Could you lay out every line from the start of the records through the line holding "166 79 L 165", inclusive, as a Markdown table with the columns Row and Line, leaving out any blank lines?
────────────────────
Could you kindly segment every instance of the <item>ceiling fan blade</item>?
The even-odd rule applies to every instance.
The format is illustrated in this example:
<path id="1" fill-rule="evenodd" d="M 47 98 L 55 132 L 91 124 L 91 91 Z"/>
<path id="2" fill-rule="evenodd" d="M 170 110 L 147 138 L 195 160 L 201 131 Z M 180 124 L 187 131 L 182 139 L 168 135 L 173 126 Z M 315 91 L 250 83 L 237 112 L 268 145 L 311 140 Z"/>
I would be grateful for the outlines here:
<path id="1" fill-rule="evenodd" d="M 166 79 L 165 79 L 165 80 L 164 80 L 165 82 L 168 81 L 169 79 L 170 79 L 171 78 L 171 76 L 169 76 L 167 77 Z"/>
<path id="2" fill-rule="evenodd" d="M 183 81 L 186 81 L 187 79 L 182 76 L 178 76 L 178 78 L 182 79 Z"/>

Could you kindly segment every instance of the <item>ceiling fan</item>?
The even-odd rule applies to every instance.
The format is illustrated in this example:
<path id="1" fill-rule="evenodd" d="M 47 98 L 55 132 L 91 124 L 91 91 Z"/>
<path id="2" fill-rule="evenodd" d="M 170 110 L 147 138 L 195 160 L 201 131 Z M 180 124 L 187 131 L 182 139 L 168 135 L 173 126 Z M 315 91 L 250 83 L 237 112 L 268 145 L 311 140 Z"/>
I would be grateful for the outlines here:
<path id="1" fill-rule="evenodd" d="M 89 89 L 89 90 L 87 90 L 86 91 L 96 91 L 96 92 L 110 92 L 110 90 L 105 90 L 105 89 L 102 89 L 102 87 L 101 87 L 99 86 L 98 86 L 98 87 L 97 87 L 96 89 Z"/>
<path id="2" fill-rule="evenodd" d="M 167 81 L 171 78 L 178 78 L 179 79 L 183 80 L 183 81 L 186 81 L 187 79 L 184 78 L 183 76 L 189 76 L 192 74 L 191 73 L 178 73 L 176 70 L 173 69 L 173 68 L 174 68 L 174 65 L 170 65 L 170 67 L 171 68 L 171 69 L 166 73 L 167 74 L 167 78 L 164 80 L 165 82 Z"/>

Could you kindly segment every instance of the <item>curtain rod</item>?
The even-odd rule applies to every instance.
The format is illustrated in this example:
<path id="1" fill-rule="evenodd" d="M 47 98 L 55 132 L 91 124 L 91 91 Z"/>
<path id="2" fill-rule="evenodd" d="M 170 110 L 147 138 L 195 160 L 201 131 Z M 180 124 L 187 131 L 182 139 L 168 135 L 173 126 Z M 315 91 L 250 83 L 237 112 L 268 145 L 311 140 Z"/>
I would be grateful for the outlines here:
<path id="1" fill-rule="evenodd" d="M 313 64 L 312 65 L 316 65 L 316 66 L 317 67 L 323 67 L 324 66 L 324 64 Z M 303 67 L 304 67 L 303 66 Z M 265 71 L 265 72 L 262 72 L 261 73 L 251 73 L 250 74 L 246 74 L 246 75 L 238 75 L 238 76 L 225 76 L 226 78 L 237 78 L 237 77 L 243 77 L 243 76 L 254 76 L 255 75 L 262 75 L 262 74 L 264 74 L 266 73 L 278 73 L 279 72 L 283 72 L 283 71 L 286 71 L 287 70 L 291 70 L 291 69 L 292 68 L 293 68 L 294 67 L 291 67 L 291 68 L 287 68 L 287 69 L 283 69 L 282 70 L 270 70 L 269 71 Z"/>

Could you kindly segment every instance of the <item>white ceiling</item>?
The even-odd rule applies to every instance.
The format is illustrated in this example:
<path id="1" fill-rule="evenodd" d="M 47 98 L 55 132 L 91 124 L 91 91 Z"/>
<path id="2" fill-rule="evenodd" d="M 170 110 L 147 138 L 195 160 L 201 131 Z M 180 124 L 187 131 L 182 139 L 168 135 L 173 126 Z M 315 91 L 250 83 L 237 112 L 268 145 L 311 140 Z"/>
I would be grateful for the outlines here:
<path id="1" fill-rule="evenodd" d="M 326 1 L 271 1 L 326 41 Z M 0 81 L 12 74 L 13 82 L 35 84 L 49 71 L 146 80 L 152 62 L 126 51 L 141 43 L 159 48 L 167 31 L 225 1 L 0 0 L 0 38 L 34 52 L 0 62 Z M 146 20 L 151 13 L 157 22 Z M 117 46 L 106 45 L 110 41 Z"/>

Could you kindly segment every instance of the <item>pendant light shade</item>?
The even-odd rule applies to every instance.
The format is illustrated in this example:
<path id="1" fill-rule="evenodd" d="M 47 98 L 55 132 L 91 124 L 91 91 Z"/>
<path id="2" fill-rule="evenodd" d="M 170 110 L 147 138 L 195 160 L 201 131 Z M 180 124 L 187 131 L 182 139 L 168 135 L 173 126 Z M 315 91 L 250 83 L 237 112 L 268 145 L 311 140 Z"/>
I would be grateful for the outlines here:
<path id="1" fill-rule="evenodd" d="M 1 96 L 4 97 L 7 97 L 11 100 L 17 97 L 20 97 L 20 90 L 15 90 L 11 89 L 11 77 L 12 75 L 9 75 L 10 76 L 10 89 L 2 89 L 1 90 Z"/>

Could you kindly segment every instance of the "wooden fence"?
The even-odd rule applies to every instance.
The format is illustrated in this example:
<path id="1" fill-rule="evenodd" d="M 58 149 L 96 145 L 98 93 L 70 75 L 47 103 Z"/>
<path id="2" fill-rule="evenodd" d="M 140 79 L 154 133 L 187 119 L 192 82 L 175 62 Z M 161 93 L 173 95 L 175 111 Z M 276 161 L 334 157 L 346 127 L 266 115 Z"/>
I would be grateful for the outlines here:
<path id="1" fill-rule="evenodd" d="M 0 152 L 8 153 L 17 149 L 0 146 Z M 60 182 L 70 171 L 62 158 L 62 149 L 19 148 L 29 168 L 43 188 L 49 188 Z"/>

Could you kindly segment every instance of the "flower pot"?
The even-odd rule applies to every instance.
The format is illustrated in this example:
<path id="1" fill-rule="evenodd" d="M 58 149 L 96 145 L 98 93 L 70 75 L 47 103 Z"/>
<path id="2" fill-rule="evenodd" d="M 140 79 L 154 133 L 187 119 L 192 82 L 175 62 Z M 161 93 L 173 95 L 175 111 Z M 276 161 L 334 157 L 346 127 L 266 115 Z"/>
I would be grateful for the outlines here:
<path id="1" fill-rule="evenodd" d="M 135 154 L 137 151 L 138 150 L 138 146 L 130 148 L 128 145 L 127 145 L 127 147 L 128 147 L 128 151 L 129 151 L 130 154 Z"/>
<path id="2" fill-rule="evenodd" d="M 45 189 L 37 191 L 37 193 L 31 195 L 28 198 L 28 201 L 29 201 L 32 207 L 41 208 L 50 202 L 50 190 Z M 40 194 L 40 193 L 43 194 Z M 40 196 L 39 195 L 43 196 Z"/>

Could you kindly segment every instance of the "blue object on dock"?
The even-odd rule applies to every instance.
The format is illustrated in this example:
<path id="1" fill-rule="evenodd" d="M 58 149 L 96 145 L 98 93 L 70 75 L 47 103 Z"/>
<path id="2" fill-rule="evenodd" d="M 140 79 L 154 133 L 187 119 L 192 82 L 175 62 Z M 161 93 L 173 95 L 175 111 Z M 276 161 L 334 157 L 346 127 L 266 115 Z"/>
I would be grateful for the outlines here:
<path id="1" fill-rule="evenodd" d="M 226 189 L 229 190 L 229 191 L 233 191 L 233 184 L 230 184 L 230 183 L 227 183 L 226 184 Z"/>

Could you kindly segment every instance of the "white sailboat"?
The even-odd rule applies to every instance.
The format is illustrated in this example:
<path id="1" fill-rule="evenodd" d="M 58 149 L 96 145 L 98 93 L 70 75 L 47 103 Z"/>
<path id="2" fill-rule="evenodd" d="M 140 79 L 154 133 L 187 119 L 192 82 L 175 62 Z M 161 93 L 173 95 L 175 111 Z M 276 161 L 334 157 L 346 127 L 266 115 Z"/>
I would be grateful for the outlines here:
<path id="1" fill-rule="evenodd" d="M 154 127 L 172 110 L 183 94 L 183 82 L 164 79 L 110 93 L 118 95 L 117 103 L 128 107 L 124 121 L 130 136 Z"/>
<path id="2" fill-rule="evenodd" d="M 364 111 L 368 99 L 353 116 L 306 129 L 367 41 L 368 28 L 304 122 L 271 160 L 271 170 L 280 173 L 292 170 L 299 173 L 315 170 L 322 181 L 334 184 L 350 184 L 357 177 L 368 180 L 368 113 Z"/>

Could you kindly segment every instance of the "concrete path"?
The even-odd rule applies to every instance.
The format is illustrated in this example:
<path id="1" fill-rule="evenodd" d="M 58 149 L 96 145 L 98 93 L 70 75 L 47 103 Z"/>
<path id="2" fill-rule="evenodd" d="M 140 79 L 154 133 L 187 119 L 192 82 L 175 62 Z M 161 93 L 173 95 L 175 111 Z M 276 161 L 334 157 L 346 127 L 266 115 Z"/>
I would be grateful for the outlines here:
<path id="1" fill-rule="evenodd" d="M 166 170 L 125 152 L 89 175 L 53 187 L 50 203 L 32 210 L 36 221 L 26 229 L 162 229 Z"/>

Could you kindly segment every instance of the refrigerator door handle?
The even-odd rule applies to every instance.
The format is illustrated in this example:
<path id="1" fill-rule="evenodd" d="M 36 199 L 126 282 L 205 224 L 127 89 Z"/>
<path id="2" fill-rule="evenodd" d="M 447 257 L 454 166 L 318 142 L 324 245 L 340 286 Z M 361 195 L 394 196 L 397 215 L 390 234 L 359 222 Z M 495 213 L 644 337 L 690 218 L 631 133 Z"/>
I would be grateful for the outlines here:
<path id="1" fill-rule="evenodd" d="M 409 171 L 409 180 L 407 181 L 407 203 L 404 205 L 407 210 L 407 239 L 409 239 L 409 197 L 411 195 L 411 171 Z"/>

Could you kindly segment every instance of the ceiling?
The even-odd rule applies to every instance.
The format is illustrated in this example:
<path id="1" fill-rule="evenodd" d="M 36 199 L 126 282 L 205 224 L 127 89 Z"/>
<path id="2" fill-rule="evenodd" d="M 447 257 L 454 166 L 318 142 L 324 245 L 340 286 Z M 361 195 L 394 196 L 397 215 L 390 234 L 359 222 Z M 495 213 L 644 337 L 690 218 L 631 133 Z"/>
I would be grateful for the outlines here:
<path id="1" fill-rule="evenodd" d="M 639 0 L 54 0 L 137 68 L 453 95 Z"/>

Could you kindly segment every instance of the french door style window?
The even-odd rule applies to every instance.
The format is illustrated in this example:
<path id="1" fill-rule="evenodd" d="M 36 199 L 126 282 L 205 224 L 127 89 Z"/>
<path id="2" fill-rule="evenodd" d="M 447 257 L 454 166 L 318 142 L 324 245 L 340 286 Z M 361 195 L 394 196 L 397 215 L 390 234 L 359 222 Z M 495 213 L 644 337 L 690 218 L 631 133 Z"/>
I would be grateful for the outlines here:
────────────────────
- Complete response:
| Row | Line |
|---|---|
| 1 | Could you kindly segment every instance of the <item>ceiling fan blade</item>? |
| 2 | The even-odd rule applies to every instance. |
| 3 | The format is illustrated in this example: |
| 4 | <path id="1" fill-rule="evenodd" d="M 47 98 L 55 132 L 91 124 L 91 91 Z"/> |
| 5 | <path id="2" fill-rule="evenodd" d="M 170 110 L 147 138 L 195 160 L 201 131 Z M 180 124 L 187 131 L 182 139 L 168 135 L 173 126 Z M 315 91 L 250 83 L 237 112 L 268 145 L 311 140 Z"/> |
| 6 | I would be grateful for the outlines here: |
| 7 | <path id="1" fill-rule="evenodd" d="M 166 79 L 165 79 L 165 80 L 164 80 L 165 82 L 168 81 L 169 79 L 170 79 L 171 78 L 171 76 L 169 76 L 167 77 Z"/> |